*What the task requires*: Exclude the pictures and transcribe the rest of the data below exactly.

*Data for this task*:
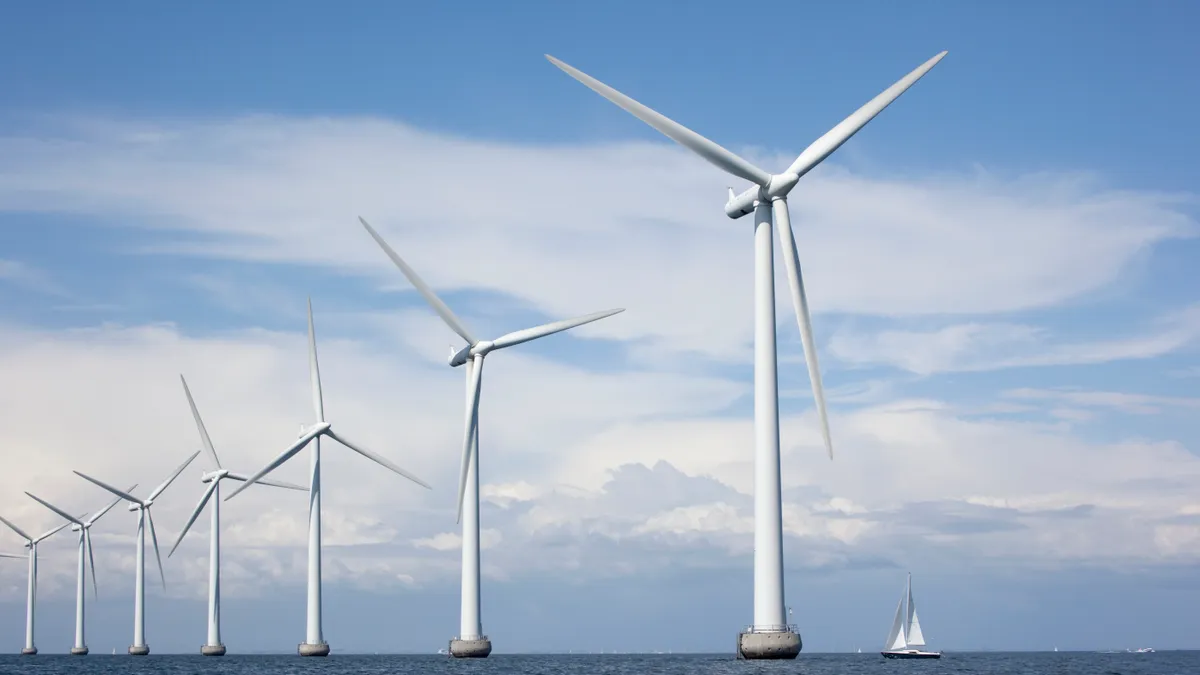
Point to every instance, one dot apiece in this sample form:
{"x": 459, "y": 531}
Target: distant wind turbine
{"x": 214, "y": 646}
{"x": 31, "y": 599}
{"x": 139, "y": 646}
{"x": 472, "y": 641}
{"x": 767, "y": 199}
{"x": 315, "y": 641}
{"x": 84, "y": 529}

*Response*:
Point to every instance, one dot apiece in this sample form:
{"x": 459, "y": 531}
Target: distant wind turbine
{"x": 214, "y": 646}
{"x": 31, "y": 599}
{"x": 139, "y": 646}
{"x": 472, "y": 641}
{"x": 767, "y": 199}
{"x": 315, "y": 641}
{"x": 84, "y": 529}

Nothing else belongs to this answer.